▸ **Your assignment**
Could you filter the records below down to the lines that include the word "ceiling"?

Dataset entries:
%%

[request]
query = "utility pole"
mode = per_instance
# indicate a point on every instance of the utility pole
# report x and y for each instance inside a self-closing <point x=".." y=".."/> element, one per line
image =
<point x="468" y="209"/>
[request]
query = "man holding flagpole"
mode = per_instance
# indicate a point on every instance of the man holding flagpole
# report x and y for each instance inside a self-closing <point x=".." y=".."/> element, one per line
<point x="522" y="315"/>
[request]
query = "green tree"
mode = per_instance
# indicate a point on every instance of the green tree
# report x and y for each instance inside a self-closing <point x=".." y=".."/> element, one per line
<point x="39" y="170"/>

%%
%%

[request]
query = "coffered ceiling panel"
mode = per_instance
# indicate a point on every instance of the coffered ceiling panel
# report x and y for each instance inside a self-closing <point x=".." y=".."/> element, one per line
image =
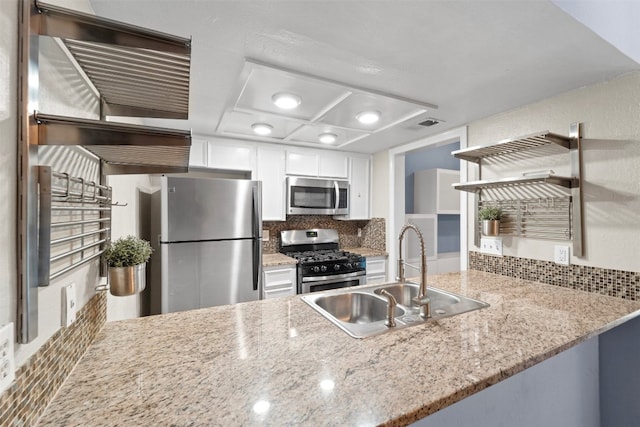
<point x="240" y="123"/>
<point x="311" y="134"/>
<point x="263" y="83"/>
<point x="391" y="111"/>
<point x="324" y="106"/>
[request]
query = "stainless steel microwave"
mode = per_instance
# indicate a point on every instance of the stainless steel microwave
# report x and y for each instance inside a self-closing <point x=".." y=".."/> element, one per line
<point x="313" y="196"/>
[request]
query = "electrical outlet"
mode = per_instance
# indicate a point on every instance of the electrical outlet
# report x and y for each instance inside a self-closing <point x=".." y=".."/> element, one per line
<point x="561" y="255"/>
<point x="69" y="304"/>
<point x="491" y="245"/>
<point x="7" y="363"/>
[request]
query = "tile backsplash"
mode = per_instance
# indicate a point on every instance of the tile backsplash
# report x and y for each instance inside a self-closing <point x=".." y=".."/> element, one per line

%%
%%

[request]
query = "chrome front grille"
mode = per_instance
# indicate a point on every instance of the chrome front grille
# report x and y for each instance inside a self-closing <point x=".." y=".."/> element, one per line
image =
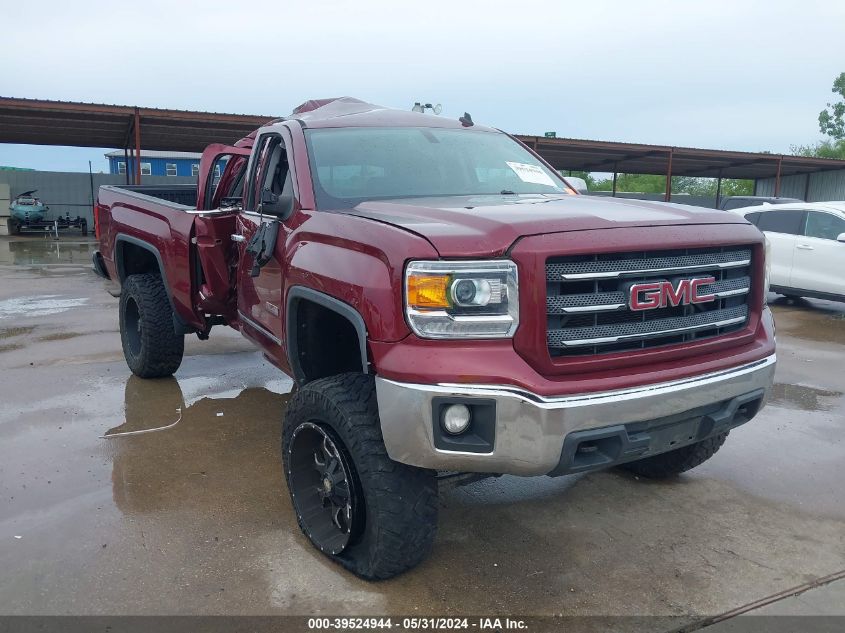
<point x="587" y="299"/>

%%

▸ **Output of the exercise**
query = "coffered ceiling panel"
# indicate a point on every instance of the coffered ceiling panel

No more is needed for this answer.